### Tasks to perform
1/ In the review of Dublin Carol, translate this sentence into Spanish: "The play reminds me of how going to the theatre almost daily can expose similar subjects or images in several works within a very short space of time."
2/ Copy the review of Dublin Carol from "Sarah Street, Jeffrey" to "The White Chip.".
3/ Using the review of Dublin Carol, say yes or no to each statement and quote the words that decide it: (a) The play is set on Christmas Eve, 1999. (b) The play has an intermission. (c) John's son Paul lives in England.

------ Selected passage ------

"Binge Watching"
Dublin Carol, Irish playwright Conor McPherson’s (Girl from the
North Country, The Night Alive) chamber play from 2000, seen
at the Atlantic in 2003 starring Jim Norton, is now getting a quality revival
at the Irish Rep. The play reminds me of how going to the theatre almost daily can
expose similar subjects or images in several works within a very short space of
time.
Cillian Hegerty, Jeffrey Bean. All photos: Carol Rosegg. |
The substance abused in Dublin Carol, like The
White Chip, is alcohol, and the abuser is John Plunkett (Jeffrey Bean), a painfully
lonely, middle-aged, Dublin undertaker. Set entirely on Christmas Eve, 1999, it’s
located in a funeral home’s office, designed by Charlie Corcoran, its drearily paneled
walls decorated with casual, seasonal reminders: a string of colored lights, an
Advent calendar, a tiny, artificial tree.
Jeffrey Bean, Cillian Hegerty. |
Slowly, as John, surely desperate for a friendly ear, chats
up a new employee, Mark (Cillian Hegerty), suggesting the Ghost of Christmas Future,
we learn what they do for a living. We discover as well how indebted John is for his job to Mark’s uncle, Noel,
their kind, hospitalized boss. Also gradually
exposed is John’s bibulousness, which comes fully into focus in the second of
the intermissionless, 90-minute play’s three parts. In that part, taking place
later in the day, John, is visited by Mary (Sarah Street), his downbeat
daughter, like a Ghost of Christmas Past, whom he hasn’t seen in 10 years.
Sarah Street, Jeffrey Bean. |
John, learning from Mary that her mother—his wife, Helen, from
whom he’s been separated for many years—is dying of cancer, reluctantly agrees
to pay her a final visit at the hospital, although he’s hesitant about handling
her funeral. Father and daughter recall the past, mentioning John’s alienated son,
Paul, a motorbike repairman living in England. The emphasis is on John’s failure
as a dad and husband because of his incessant pub crawling and fall-down drunkenness.
Much of John’s pathology, his deceptions and rationales, resemble those of Steven
in The White Chip.

------ Given entries ------

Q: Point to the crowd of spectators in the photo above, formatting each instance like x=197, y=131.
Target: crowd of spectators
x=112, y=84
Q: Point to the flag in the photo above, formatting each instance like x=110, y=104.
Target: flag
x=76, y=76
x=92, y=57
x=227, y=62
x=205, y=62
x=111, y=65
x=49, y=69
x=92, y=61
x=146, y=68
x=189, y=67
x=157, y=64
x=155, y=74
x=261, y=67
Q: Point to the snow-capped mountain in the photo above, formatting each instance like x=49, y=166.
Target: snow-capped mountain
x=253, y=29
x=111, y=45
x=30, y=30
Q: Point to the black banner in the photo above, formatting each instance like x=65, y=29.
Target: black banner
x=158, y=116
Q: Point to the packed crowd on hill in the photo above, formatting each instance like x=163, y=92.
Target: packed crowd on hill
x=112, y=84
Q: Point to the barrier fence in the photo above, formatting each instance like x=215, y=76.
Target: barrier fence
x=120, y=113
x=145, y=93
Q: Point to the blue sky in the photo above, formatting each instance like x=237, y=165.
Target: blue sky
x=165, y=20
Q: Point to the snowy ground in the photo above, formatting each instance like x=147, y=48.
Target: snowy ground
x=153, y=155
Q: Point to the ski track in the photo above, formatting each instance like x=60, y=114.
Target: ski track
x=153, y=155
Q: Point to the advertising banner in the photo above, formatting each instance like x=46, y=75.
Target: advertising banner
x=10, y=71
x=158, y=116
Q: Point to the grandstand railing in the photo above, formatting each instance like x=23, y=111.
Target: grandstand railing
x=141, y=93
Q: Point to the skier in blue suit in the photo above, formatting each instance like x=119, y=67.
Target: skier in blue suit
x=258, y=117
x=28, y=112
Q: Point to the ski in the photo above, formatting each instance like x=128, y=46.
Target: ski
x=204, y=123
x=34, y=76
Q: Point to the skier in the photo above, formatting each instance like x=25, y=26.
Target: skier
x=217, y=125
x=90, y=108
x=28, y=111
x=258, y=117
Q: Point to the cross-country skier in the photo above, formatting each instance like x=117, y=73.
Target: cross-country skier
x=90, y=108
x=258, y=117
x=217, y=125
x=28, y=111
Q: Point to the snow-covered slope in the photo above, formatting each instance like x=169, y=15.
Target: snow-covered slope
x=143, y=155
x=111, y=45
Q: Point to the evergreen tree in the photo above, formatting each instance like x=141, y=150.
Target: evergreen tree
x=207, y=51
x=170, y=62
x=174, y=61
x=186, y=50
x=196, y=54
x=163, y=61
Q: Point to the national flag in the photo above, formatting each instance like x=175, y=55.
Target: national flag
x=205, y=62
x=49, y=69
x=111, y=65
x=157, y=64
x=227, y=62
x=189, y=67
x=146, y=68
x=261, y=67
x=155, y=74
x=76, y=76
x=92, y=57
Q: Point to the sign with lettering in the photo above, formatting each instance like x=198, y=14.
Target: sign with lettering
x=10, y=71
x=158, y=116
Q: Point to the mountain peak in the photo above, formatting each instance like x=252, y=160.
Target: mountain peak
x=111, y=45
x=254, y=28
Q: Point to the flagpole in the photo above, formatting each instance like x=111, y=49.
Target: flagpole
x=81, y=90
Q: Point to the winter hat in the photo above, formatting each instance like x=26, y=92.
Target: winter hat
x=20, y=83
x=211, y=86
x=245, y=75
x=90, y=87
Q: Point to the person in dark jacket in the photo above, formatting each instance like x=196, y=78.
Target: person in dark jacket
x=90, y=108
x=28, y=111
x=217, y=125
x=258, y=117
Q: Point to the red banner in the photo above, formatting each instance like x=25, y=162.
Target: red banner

------

### Answers given
1/ La obra me recuerda cómo ir al teatro casi a diario puede mostrar temas o imágenes similares en varias obras en un lapso de tiempo muy corto.

2/
Sarah Street, Jeffrey Bean. |
John, learning from Mary that her mother—his wife, Helen, from
whom he’s been separated for many years—is dying of cancer, reluctantly agrees
to pay her a final visit at the hospital, although he’s hesitant about handling
her funeral. Father and daughter recall the past, mentioning John’s alienated son,
Paul, a motorbike repairman living in England. The emphasis is on John’s failure
as a dad and husband because of his incessant pub crawling and fall-down drunkenness.
Much of John’s pathology, his deceptions and rationales, resemble those of Steven
in The White Chip.

3/
(a) Yes: "Set entirely on Christmas Eve, 1999"
(b) No: "the intermissionless, 90-minute play’s three parts"
(c) Yes: "Paul, a motorbike repairman living in England"